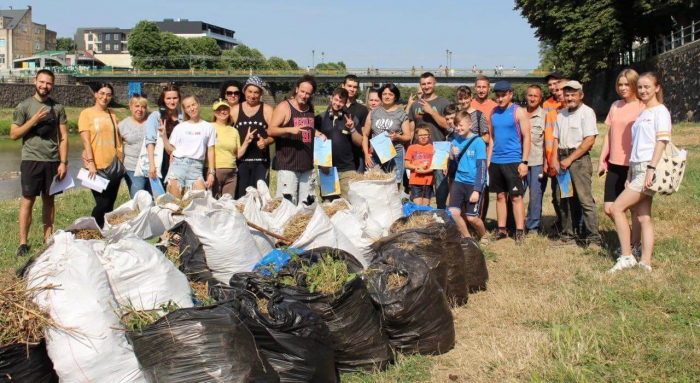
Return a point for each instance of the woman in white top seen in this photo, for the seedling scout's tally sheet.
(650, 134)
(189, 144)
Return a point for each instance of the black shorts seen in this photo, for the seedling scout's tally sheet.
(615, 182)
(459, 196)
(421, 191)
(504, 178)
(37, 177)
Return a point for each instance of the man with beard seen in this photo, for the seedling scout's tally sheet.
(292, 125)
(357, 110)
(429, 110)
(340, 127)
(41, 124)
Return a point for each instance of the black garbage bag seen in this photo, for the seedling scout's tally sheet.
(293, 338)
(447, 234)
(200, 344)
(415, 312)
(22, 363)
(476, 271)
(193, 262)
(357, 337)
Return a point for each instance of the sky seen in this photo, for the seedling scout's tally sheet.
(361, 33)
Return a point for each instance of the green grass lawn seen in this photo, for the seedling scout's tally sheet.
(549, 314)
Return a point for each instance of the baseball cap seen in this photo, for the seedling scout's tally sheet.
(553, 75)
(502, 86)
(219, 104)
(573, 85)
(255, 81)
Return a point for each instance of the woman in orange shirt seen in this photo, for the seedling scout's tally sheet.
(98, 130)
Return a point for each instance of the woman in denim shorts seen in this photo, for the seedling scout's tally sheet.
(190, 143)
(650, 134)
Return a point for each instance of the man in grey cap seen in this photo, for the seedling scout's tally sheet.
(574, 136)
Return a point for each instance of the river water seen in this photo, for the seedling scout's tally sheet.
(11, 157)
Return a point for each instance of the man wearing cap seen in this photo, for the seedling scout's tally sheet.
(552, 106)
(574, 136)
(252, 114)
(508, 159)
(337, 125)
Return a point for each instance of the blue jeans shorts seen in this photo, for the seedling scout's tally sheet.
(186, 171)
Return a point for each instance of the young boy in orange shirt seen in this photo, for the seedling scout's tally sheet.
(418, 159)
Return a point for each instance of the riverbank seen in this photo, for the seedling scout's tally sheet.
(549, 314)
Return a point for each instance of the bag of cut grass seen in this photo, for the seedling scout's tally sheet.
(23, 356)
(379, 192)
(415, 311)
(327, 281)
(293, 337)
(309, 231)
(142, 277)
(94, 349)
(200, 345)
(226, 241)
(437, 226)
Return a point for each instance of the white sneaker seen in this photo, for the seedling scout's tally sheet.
(624, 262)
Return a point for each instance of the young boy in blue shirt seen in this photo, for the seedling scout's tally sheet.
(469, 152)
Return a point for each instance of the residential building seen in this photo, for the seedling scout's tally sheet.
(185, 28)
(21, 37)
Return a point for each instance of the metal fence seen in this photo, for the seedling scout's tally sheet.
(663, 44)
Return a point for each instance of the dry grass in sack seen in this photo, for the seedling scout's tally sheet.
(87, 234)
(374, 174)
(332, 208)
(413, 222)
(272, 205)
(296, 226)
(124, 217)
(21, 320)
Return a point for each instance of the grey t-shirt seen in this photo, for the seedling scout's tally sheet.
(41, 141)
(385, 121)
(417, 115)
(132, 135)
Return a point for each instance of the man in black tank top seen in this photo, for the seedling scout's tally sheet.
(292, 126)
(251, 114)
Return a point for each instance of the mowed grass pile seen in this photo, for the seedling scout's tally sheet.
(549, 314)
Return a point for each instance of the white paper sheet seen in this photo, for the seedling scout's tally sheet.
(64, 184)
(98, 184)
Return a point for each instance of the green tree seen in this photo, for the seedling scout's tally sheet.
(65, 44)
(145, 44)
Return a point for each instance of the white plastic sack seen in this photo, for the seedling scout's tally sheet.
(321, 232)
(254, 215)
(382, 199)
(94, 349)
(142, 277)
(145, 225)
(228, 246)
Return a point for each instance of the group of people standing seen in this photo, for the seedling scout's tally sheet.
(497, 147)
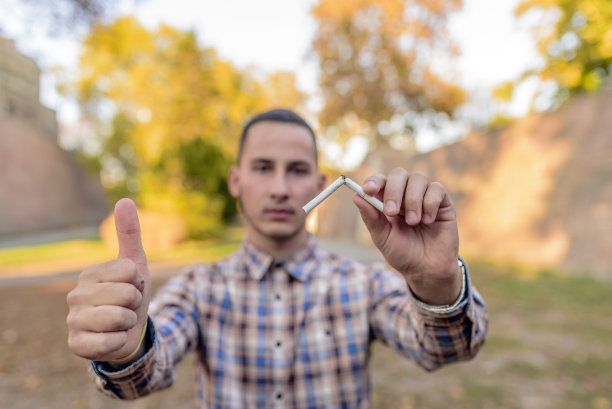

◆ SET TASK ◆
Please swap "tally sheet" for "field log" throughout all the rows above and write them out again with nothing else changed. Leave the pictures out.

◆ RESPONSE TO THE EXERCISE ◆
Return a point for each instance of the woman in white top seen in this photo, for the seedling scout's field log.
(650, 134)
(189, 144)
Return a point for each instance of the black shorts seen in this photo, for the seedling scout's field log.
(615, 182)
(459, 196)
(421, 191)
(504, 178)
(37, 177)
Return a point for each instance of the man with beard seen in this photo, for the seedling scout's field log.
(292, 125)
(357, 110)
(429, 110)
(340, 127)
(41, 124)
Return a point for each instance of the black garbage bag seen in this photo, for the seedling scout's field log.
(293, 338)
(447, 234)
(200, 344)
(415, 312)
(22, 363)
(476, 271)
(193, 262)
(357, 337)
Return a point for each instance of the sky seen in this photo, for the seedling scout's field log.
(361, 33)
Return a point for each instance of the green grass lawn seen in this photo, for the seedling scout's field log.
(549, 314)
Return a point for each instance of the baseball cap seen in this photo, for the seedling scout's field log.
(553, 75)
(502, 86)
(219, 104)
(573, 85)
(255, 81)
Return a point for each instance of the woman in orange shirt seen in this photo, for the seedling scout's field log.
(98, 130)
Return a point for each instance of the woman in denim shorts seen in this photo, for the seedling scout's field log.
(190, 143)
(650, 134)
Return a point for each instance of the man in grey cap seen in this photo, for the seedling scout's field log.
(574, 136)
Return a point for each instance of the river water seen in this photo, for the seedling scout's field log.
(11, 157)
Return a point for each instance of the man wearing cap seen in this photo, for the seedling scout's field log.
(552, 106)
(574, 136)
(252, 114)
(508, 159)
(337, 125)
Return a point for each instance of the blue jeans shorts seen in this photo, for the seedling scout's field log.
(186, 171)
Return a point for each instance of the young boy in orange shirt seen in this photo, for the seedling scout's field log.
(418, 159)
Return a point for each instance of the riverbank seen in this photo, for the seedling scout's field log.
(549, 314)
Return a point for each instance of the bag of cut grass seen in this photo, for the seedling scout's field log.
(23, 356)
(379, 192)
(415, 311)
(327, 281)
(293, 337)
(309, 231)
(142, 277)
(94, 349)
(200, 345)
(226, 241)
(437, 226)
Return a point for each instance of the white sneaker seen in this photo, for the seedling scout's field log.
(624, 262)
Return a point for each instance of the young boy in blue shirt seen in this photo, for the seedling scout's field log.
(469, 152)
Return a point for each instance of the residential building seen in this photo, for the seedling scout's field log.
(185, 28)
(21, 37)
Return a point for each instance of the metal fence seen in this photo, for the seedling scout's field log.
(663, 44)
Return a point for each instance of the dry grass in sack seen in this photo, for the seedling scout's field log.
(87, 234)
(374, 174)
(332, 208)
(413, 222)
(272, 205)
(296, 226)
(124, 217)
(21, 320)
Return a point for each instance of the grey t-shirt seen in this photo, for the seedling scout's field log.
(41, 141)
(385, 121)
(417, 115)
(132, 135)
Return a point for each instance of the man in black tank top seen in this photo, for the seedling scout's field log.
(292, 126)
(251, 114)
Return a point for each instance of the mowed grass pile seen in this photo, for the seedling scout's field log.
(549, 314)
Return a point for each instance of the white paper sheet seen in this photo, for the seedling scout's field log.
(64, 184)
(98, 184)
Return a point for each instance of the green tree seen in this photo, for the seedling scout's field log.
(65, 44)
(145, 44)
Return a point for each instance of the white plastic sack seen in this photo, for the seedling scout's field log.
(321, 232)
(254, 215)
(382, 199)
(94, 349)
(142, 277)
(145, 225)
(228, 246)
Return a point for each instance of the group of people standing seen in this photo, for the seedling scout's field log.
(497, 147)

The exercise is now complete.